§ Passage to read:
'''

The logical roots for game theory are in Bayesian decision theory. In fact, game theory can be seen as an extension of the decision theory (Myerson, 1991, p.5). In general, a decision theory is an interdisciplinary area of study for practitioners in mathematics, statistics, economics, philosophy, management and psychology. It is concerned with how people make decisions and how optimal decisions can be reached. Bayesian theory is named after Thomas Bayes, who proved a special case of what is called Bayes' theorem. This is a mathematical formula used for calculating conditional probabilities. It figures prominently in subjectivist or Bayesian statistics and inductive logic. Subjectivists, who maintain that rational belief is governed by the laws of probability, stress conditional probabilities in theories of evidence and empirical learning. Bayes' Theorem is central to these enterprises since it simplifies the calculation of conditional probabilities as well as significant features of subjectivist position (Wikipedia).

Bayesian games are a combination of game theory and probability theory that allow taking incomplete information into account. In Bayesian games, each player can have some private information that impacts the overall game play, but is not known by the others. However, others are assumed to have beliefs about the private information. These beliefs are represented using probability distributions and are updated using the Bayes' rule whenever new information is available. Optimality in this setting demands that players act optimally according to their beliefs and their private information.

In the mathematical theory of games as described by von Neumann and Morgenstern (1944), the development is recognized to proceed in two major steps: 1) The presentation of an all-inclusive formal characterization of a general n-person game, 2)the introduction of the concept of pure strategy that makes possible a radical simplification of this scheme, replacing an arbitrary game by a suitable prototype game. They called these two descriptions the extensive and normalized forms of a game. The extensive form is best suited for game theory.

This form specifies: the players of a game; for every player every opportunity they have to move; what each player can do at each of their moves; what each player knows for every move; and the payoffs received by every player for every possible combination of moves. The game is represented by a game tree. Each node represents every stage of the game as it is played. The game above has two players: 1 and 2. The initial node belongs to player 1, indicating that that player moves first. Play according to the tree is as follows: player 1 chooses between U. And D; player 2 observes player 1's choice and then chooses between U' and D' . The payoffs are as specified in the tree. There are four outcomes represented by the four terminal nodes of the tree: (U, U'), (U, D'), (D, U') and (U, U'). The payoffs associated with each outcome respectively are as follows (0,0), (2,1), (1,2) and (3,1).If player 1 plays D, player 2 will play U' to maximize his payoff, and so player 1 will only receive 1. However, if player 1 plays U, player 2 maximizes his payoff by playing D' and player 1 receives 2. Player 1 prefers 2 to 1 and so will play U. And player 2 will play D' . This is the subgame perfect equilibrium.

'''

§ What you will do:
**a)** Answer these questions from the game theory passage, one answer per line:
(i) After whom is Bayesian theory named?
(ii) What did von Neumann and Morgenstern call the two descriptions of a game?
(iii) In the game tree, which player moves first?
**b)** List every field of study that the game theory passage names as part of decision theory.
**c)** Repeat the part of the game theory passage that begins at the words "In the mathematical" and ends after the words "for game theory.".

§ Excerpted data:
'''

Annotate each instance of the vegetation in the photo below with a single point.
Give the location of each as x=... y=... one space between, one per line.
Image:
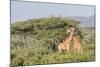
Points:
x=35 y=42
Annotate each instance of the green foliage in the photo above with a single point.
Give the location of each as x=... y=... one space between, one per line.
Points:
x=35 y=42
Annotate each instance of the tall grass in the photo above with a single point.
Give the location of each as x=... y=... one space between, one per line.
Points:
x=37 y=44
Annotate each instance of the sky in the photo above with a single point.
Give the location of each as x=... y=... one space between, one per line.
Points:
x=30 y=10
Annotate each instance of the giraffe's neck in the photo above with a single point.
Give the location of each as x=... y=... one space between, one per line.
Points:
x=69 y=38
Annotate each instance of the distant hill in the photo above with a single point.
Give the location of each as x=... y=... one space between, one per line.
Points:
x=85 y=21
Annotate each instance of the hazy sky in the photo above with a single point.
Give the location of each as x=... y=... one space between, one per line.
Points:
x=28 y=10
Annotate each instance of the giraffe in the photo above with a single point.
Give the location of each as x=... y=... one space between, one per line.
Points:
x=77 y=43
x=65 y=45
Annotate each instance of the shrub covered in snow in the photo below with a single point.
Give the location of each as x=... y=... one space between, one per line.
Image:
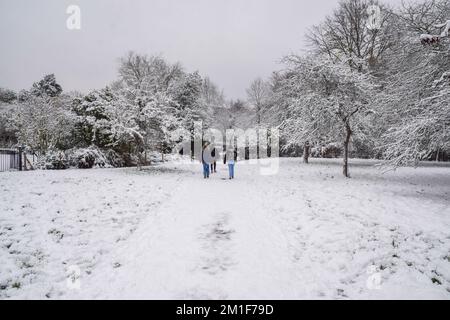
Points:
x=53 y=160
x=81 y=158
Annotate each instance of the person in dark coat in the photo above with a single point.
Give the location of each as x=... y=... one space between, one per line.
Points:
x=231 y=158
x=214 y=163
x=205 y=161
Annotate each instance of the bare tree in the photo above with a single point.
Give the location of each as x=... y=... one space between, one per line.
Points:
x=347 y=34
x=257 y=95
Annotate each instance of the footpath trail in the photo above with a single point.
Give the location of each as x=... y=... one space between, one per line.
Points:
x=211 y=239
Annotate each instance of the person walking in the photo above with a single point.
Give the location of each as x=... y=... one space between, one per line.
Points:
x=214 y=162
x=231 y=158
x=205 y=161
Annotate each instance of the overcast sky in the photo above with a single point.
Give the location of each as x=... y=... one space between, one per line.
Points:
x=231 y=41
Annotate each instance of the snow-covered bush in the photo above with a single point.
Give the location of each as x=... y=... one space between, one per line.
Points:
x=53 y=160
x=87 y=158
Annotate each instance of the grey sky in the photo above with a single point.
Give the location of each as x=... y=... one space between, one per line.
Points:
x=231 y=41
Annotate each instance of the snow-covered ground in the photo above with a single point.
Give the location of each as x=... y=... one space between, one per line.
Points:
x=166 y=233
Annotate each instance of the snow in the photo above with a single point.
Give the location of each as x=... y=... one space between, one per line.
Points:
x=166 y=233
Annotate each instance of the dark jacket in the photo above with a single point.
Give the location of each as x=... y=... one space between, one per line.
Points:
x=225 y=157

'''
'''

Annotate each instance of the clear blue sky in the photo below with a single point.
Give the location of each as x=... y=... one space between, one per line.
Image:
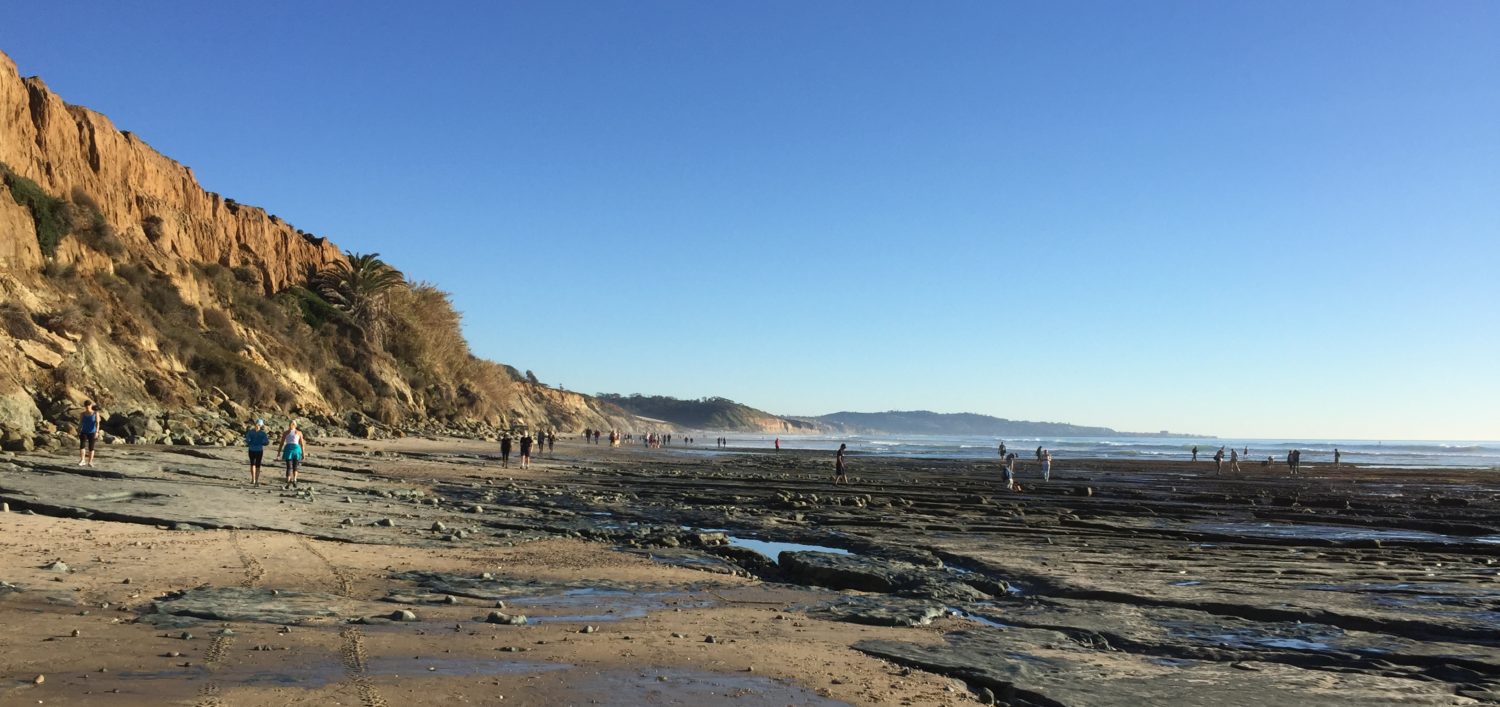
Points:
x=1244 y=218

'''
'''

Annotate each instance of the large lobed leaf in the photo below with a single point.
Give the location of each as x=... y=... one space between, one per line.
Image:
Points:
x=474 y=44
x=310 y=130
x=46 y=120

'''

§ Completed exercise:
**a)**
(i) Thomas Bayes
(ii) The extensive and normalized forms of a game
(iii) Player 1

**b)** mathematics, statistics, economics, philosophy, management, psychology

**c)**
In the mathematical theory of games as described by von Neumann and Morgenstern (1944), the development is recognized to proceed in two major steps: 1) The presentation of an all-inclusive formal characterization of a general n-person game, 2)the introduction of the concept of pure strategy that makes possible a radical simplification of this scheme, replacing an arbitrary game by a suitable prototype game. They called these two descriptions the extensive and normalized forms of a game. The extensive form is best suited for game theory.